> [Trecho do texto]:
-.-.-
Há 10 anos, Questão de Tempo redefiniu os rumos de uma comédia romântica através de viagens no tempo

Cena do filme questão de tempo. Na imagem está o ator Domhall Gleeson, um homem jovem, magro e de pele branca com cabelos ruivos sentado em uma mesa com um olhar de desespero. Logo atrás dele, está um casal se beijando. Um homem alto, branco de cabelos pretos e uma mulher baixa de cabelos castanhos na altura do ombro, ambos estão com casacos verdes em uma cafeteria.
Richard Curtis é o roteirista de comédias românticas famosas como Quatro Casamentos e um Funeral (1994), Um Lugar Chamado Notting Hill (1999) e Simplesmente Amor (2003) [Foto: Universal Pictures]
Henrique Marinhos

Lançado em 2013, Questão de Tempo foi um experimento muito bem-vindo. Dirigida e roteirizada por Richard Curtis, a comédia romântica, que completa uma década em 2023, explora as possibilidades e os limites das viagens no tempo, tanto como um recurso narrativo quanto uma metáfora para as escolhas e os arrependimentos da vida. O maior acerto do clássico moderno e despretensioso é não se preocupar em explicar mirabolantemente as ciências da viagem no tempo, mas usar seu espaço para relacionar a temporalidade – que quase se personifica – aos afetos dos personagens e suas relações com o mundo.

No nível narrativo, o filme organiza sua trama a partir do ponto de vista de Tim (Domhnall Gleeson), que a partir dos 21 anos, por conta de uma herança familiar, pode voltar ao passado e alterar o que estiver ao alcance de sua vontade. A construção e comunicação da obra se dão a partir do uso do tempo e da relação com o público, sem nenhuma expressividade de heroísmo ou veracidade, como em Interestelar ou De Volta para o Futuro. Ele e seus antepassados podem viajar no tempo e as consequências se atêm às suas vidas, seja para fazer um romance dar certo, evitar um dia ruim ou reviver um bom, consertar arrependimentos ou o que qualquer um faria sem nenhum delírio de grandeza ou problema paradoxal – o que cai muito bem em uma Temperatura Máxima pós-almoço de domingo.

Partindo dessa premissa despretensiosa, quando não aceitamos o contrato, que aparenta ser baseado na lógica fantástica e na identificação com os personagens, temos um problema. Desconsiderando todo aparato científico presente em filmes como Vingadores: Ultimato e outros muitos do gênero, a utilização das viagens no tempo não é um meio para criar reviravoltas ou resolver conflitos históricos, mas sim um recurso para explorar as possibilidades e os limites das escolhas e dos arrependimentos da vida. A saída da curva de expectativas causa estranhamento, mas, positivamente, já que também é uma forma de surpreender e desafiar o espectador, tocando em preconceitos em relação ao gênero. Questão de Tempo também não se limita ao humor ou ao romance, construindo relações entre a família, a amizade, a paternidade e a morte.
-.-.-
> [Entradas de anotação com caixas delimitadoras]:
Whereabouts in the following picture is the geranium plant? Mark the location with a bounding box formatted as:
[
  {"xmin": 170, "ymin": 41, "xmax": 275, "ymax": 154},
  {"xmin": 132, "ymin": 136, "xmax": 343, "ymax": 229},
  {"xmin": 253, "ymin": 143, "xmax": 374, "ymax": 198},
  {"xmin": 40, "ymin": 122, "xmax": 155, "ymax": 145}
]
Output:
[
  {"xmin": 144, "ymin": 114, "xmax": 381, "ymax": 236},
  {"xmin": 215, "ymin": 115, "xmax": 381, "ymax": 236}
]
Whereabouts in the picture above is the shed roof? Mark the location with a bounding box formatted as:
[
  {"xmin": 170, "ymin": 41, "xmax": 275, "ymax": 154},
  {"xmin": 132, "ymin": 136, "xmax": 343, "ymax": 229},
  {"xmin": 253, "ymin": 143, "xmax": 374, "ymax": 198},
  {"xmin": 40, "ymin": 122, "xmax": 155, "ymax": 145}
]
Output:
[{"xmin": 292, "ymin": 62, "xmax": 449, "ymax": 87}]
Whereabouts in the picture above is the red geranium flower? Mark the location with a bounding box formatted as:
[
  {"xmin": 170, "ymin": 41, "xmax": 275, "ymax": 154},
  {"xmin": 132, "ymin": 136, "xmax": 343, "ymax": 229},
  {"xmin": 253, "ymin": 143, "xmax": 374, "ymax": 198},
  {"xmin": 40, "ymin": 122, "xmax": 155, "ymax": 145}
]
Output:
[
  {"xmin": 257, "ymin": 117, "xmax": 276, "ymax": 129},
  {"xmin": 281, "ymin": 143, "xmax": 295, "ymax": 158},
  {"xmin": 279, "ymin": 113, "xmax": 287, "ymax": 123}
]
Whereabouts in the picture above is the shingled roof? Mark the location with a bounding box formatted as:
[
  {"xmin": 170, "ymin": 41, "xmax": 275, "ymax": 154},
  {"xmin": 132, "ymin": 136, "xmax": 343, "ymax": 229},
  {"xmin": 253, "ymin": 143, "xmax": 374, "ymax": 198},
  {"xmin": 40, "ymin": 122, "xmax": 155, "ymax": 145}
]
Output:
-.-.-
> [Partes do exercício]:
#1 Transcreva do texto sobre Questão de Tempo o trecho entre "Lançado em 2013, Questão" e "com o mundo.", inclusive.
#2 As afirmações abaixo concordam com o texto sobre Questão de Tempo? Responda sim ou não a cada uma e cite as palavras do texto que decidem a resposta.
(a) Tim pode voltar ao passado a partir dos 21 anos.
(b) O filme foi lançado em 2003.
(c) O filme se limita ao humor e ao romance.

> [Respostas das tarefas]:
#1
Lançado em 2013, Questão de Tempo foi um experimento muito bem-vindo. Dirigida e roteirizada por Richard Curtis, a comédia romântica, que completa uma década em 2023, explora as possibilidades e os limites das viagens no tempo, tanto como um recurso narrativo quanto uma metáfora para as escolhas e os arrependimentos da vida. O maior acerto do clássico moderno e despretensioso é não se preocupar em explicar mirabolantemente as ciências da viagem no tempo, mas usar seu espaço para relacionar a temporalidade – que quase se personifica – aos afetos dos personagens e suas relações com o mundo.

#2
(a) Sim: "a partir dos 21 anos, por conta de uma herança familiar, pode voltar ao passado".
(b) Não: "Lançado em 2013".
(c) Não: "Questão de Tempo também não se limita ao humor ou ao romance".